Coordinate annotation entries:
— Start —
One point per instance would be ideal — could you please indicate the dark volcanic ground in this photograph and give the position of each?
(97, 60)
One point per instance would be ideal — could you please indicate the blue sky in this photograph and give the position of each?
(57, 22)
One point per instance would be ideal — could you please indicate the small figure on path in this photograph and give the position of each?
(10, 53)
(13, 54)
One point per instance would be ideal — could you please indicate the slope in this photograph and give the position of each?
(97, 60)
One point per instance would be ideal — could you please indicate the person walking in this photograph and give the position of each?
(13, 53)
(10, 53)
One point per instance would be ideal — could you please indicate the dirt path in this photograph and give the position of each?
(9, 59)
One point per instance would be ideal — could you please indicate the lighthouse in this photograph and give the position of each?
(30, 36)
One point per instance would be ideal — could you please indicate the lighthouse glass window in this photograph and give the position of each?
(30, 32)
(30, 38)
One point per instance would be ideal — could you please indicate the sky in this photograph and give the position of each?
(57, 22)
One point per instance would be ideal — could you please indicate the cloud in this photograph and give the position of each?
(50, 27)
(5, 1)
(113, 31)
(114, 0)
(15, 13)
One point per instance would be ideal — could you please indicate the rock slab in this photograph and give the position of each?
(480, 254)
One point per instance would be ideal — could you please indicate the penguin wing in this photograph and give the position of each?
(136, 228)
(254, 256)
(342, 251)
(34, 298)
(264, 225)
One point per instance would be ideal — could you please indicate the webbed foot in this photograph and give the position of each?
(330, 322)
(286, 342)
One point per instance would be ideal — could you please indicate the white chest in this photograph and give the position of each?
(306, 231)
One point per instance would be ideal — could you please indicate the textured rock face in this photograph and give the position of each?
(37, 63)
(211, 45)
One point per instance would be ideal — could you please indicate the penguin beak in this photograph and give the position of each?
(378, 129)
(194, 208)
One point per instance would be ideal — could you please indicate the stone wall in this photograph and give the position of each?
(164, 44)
— End —
● Objective
Rewrite the lines, putting "list the coordinates of each" in place of "give the position of each" every time it appears and keeping everything else the same.

● Written response
One point per instance would be ideal — could you please indicate the dark volcanic ground in this photograph and list the coordinates of each?
(97, 60)
One point per instance would be ideal — could you please indicate the blue sky in this photograph and list the coordinates of each?
(57, 22)
One point per instance would be ideal — could you please indicate the small figure on path in this photograph and list the coordinates of each?
(10, 53)
(13, 54)
One point per instance would be ideal — could you please indicate the slope in this photograph and list the coordinates of each?
(97, 60)
One point per instance would be ideal — could you please indicate the person walking in this photograph and list the coordinates of each?
(13, 53)
(10, 53)
One point per instance would be ideal — could you please indicate the dirt path in this photograph and list the coordinates of each?
(9, 59)
One point per instance would be ideal — could you please indicate the lighthouse in this photograph and list the coordinates of each?
(30, 36)
One point per instance would be ideal — could you please indicate the lighthouse glass window in this photograph and list the coordinates of each?
(30, 32)
(30, 38)
One point per instance would be ideal — could you please indicate the sky in this photograph and list the coordinates of each?
(57, 22)
One point per instance would be ideal — could you please indicate the cloud in this photograph and list the coordinates of each?
(50, 27)
(5, 1)
(113, 31)
(114, 0)
(15, 13)
One point per instance would be ideal — could you please indicate the rock slab in this photograph and list the coordinates of each?
(480, 254)
One point per instance would be ideal — could you please indicate the penguin wing in this photograph and list the coordinates of each?
(136, 228)
(254, 256)
(342, 251)
(34, 298)
(264, 225)
One point per instance would be ideal — could you please indicate the webbed foot in this photograph and list the coordinates of each?
(330, 322)
(286, 342)
One point per instance would be ideal — could you please indicate the white chest in this photograph and list the coordinates of each?
(306, 231)
One point per instance would be ideal — could you please indicate the textured rock face in this photograph and list the coordinates of each?
(37, 63)
(211, 45)
One point per instance would be ideal — could you please indicate the penguin beak in this photograph and list the coordinates of each?
(378, 129)
(194, 208)
One point per instance would be ideal — could you please indicate the stone wall in this photograph and list the coordinates of each?
(164, 44)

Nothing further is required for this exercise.